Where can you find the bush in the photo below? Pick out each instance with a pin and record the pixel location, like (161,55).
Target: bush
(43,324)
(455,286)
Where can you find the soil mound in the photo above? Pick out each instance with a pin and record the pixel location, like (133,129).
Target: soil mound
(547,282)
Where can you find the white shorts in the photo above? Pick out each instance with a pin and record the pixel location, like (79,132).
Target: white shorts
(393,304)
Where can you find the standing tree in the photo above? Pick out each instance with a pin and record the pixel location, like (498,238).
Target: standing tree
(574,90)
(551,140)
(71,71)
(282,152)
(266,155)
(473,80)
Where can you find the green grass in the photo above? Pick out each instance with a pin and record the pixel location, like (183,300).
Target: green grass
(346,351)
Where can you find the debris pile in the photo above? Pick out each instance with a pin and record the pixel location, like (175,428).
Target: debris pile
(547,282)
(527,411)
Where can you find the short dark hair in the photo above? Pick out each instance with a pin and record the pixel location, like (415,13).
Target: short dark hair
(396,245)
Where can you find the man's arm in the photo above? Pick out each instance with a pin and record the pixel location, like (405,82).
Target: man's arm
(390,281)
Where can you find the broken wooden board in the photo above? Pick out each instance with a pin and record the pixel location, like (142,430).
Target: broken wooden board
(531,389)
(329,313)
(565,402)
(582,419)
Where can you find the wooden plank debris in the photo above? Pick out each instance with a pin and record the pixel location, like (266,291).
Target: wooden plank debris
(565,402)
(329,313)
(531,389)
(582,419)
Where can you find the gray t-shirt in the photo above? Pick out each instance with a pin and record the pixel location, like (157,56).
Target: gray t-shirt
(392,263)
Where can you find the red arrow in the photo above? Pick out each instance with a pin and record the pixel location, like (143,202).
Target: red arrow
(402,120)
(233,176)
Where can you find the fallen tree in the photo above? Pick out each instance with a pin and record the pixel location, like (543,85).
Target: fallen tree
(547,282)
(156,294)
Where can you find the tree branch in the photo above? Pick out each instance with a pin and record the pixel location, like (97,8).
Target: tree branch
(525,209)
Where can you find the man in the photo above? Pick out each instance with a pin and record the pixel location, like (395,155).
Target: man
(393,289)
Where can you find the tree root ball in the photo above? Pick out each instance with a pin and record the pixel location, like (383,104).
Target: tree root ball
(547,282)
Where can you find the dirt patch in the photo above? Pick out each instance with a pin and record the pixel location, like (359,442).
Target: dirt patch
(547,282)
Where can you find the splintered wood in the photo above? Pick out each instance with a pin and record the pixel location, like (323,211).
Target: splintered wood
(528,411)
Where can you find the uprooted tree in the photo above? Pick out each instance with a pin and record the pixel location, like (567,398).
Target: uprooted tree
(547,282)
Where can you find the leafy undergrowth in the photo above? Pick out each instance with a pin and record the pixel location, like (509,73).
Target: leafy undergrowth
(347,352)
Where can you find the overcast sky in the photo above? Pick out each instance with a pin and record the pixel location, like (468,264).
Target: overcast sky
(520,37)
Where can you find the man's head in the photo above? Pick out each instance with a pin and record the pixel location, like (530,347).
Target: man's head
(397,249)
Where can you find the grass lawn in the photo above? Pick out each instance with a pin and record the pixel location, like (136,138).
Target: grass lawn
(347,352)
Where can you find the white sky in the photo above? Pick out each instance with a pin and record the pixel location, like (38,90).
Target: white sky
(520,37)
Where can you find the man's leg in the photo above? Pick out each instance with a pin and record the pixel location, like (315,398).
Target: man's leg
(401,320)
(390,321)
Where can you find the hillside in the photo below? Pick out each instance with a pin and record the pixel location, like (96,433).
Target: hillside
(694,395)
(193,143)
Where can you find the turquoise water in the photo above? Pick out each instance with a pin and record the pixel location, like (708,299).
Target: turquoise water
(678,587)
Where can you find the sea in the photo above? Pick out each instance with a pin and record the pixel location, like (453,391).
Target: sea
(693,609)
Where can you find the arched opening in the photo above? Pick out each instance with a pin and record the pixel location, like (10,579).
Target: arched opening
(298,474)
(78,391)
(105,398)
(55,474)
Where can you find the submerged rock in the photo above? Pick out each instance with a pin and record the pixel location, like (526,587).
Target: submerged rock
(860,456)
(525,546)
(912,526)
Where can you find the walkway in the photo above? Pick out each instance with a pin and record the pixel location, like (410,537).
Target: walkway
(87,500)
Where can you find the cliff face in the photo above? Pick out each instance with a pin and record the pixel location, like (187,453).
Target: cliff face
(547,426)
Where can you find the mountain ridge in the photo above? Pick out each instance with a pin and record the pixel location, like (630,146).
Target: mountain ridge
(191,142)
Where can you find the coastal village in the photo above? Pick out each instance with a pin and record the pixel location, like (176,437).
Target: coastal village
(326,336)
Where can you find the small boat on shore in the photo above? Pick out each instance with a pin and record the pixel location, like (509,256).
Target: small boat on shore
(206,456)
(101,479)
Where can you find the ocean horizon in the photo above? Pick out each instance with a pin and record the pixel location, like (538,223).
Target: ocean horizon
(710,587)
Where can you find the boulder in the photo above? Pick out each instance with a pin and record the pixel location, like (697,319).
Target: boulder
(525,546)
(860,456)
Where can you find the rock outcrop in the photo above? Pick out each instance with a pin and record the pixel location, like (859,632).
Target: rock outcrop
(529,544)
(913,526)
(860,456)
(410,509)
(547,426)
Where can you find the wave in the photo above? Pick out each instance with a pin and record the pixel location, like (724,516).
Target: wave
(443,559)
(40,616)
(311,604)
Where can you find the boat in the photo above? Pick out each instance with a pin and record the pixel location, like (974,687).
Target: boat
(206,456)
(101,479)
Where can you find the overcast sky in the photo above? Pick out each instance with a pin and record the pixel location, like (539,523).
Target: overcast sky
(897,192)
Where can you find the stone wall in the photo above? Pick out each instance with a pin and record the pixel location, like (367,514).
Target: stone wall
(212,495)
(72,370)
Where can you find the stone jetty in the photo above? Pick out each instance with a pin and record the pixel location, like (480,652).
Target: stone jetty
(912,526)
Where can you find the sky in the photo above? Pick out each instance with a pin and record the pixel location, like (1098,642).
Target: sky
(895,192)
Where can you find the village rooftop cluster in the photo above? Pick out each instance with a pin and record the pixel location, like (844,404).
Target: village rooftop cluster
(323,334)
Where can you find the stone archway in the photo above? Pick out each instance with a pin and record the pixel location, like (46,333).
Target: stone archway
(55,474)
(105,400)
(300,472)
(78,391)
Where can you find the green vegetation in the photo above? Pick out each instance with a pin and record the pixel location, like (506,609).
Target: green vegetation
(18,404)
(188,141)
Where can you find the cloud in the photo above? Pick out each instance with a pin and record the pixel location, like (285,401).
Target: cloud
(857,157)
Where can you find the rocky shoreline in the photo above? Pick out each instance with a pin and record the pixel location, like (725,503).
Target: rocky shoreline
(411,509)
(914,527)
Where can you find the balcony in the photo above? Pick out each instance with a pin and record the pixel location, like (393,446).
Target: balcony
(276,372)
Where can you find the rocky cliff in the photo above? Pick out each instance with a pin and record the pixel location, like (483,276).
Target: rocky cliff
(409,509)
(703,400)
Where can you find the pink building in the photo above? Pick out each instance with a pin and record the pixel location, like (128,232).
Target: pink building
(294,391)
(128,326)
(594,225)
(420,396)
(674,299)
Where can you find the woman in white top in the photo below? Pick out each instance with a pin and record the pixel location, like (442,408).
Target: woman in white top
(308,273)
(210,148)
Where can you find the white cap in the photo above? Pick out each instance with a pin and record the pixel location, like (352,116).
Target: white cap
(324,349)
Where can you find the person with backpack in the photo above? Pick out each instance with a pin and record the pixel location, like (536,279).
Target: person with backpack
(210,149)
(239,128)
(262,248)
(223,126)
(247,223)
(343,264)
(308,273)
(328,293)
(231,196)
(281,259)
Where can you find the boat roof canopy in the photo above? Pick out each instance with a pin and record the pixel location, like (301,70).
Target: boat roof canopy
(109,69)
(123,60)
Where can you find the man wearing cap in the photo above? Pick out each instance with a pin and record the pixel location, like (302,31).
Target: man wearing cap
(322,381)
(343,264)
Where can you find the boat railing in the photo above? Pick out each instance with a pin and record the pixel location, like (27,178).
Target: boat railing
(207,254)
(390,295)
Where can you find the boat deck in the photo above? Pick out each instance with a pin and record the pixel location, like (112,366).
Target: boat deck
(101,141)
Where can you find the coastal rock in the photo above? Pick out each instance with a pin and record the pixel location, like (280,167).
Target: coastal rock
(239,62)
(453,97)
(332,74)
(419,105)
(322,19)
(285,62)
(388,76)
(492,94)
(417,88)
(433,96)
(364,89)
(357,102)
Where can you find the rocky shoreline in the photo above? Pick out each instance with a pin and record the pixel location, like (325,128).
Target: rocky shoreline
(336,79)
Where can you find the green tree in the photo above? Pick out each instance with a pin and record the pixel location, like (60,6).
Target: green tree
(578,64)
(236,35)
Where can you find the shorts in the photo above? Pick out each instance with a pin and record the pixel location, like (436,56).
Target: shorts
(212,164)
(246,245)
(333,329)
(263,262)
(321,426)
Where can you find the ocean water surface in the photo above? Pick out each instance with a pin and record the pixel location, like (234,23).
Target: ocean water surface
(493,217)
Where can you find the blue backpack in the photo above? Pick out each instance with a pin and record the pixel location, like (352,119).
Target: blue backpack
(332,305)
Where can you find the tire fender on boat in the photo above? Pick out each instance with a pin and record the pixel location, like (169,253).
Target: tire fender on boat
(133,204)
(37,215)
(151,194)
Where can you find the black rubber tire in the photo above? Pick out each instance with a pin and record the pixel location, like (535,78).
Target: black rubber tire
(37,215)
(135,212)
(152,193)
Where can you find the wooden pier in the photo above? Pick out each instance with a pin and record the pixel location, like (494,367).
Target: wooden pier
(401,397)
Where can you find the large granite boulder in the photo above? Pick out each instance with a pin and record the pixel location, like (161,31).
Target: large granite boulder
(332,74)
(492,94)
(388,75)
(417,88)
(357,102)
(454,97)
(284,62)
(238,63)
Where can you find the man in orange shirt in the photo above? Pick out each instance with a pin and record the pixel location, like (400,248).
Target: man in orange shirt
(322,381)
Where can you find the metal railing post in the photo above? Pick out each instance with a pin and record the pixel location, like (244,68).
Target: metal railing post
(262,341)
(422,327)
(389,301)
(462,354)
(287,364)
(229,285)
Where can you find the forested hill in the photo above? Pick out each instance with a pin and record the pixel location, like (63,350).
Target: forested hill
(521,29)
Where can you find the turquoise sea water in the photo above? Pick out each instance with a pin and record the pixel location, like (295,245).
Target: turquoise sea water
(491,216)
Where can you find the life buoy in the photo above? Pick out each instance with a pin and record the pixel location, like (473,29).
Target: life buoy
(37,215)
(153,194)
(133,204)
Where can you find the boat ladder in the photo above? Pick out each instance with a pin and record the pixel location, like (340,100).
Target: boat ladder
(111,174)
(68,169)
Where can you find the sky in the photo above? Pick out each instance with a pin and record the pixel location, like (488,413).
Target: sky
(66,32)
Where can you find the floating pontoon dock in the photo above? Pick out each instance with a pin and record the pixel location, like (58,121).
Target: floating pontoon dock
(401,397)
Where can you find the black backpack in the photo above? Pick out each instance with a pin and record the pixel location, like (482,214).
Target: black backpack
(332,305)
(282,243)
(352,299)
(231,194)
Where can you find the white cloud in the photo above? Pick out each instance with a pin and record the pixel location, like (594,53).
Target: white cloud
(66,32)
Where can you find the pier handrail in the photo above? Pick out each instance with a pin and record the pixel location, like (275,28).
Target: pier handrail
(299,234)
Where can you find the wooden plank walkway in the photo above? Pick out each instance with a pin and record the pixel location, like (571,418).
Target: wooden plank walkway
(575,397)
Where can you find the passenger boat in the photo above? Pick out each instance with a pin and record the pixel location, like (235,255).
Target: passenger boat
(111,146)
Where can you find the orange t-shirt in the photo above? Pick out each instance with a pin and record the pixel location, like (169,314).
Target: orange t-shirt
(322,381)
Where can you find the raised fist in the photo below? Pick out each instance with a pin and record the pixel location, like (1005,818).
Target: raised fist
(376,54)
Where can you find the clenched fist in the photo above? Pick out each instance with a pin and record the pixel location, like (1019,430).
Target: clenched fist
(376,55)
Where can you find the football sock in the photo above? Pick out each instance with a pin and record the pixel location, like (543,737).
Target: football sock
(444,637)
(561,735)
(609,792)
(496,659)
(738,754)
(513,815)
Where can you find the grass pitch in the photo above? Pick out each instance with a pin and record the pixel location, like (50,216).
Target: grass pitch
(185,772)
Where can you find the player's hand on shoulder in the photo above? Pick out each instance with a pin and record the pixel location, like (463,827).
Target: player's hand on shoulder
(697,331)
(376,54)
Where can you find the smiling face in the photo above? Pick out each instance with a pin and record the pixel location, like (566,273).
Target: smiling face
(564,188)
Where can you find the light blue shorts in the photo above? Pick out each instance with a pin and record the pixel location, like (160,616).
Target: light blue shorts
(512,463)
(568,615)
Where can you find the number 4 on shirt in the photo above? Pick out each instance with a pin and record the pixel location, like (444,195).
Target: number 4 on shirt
···
= What you will do =
Repeat, without changes, every line from the one that contains "Where can you find the passenger" through the final line of the data.

= Response for this exercise =
Where can you find the passenger boat in the photo above? Pick out each instance with a pin and record the pixel location, like (235,255).
Target: passenger boat
(111,146)
Where can you find the orange t-shirt in the photo above? Pick out each instance with a pin and record the pixel location, like (169,314).
Target: orange t-shirt
(322,381)
Where can you find the raised fist in the photo below? Pick out each instance with a pin and record the pixel location, like (1005,818).
Target: raised fist
(376,54)
Where can you find the clenched fist in the photo above? Pick out each instance with a pin and record the pixel location, like (1019,430).
Target: clenched fist
(376,55)
Where can you find the football sock in the photo above? Pick out each instance with a pin and record the pixel location, like (543,737).
Target: football sock
(444,637)
(561,735)
(609,792)
(496,659)
(738,754)
(513,815)
Where can you find the grass pitch in the photo above? Pick out each instance with a pin and record the pixel location, like (50,216).
Target: grass pitch
(185,772)
Where can you find the player's hand on shoulder in the photo above? Pick out each instance with a pin and record the pixel location, like (463,827).
Target: player's hand on shoulder
(697,331)
(376,54)
Where can you find the smiling face in the photo above? Pick out each instance with a pin and record the pixel location, like (566,273).
Target: smiling face
(564,188)
Where can you find the light blue shorts in the photo above? Pick out each instance with a pin and record the pixel location, like (160,616).
Target: light blue shorts
(512,463)
(568,615)
Where can you find the number 4 on shirt in the photo above? Pick out each instance with a pin and record the pixel location, like (444,195).
Target: number 4 on shirt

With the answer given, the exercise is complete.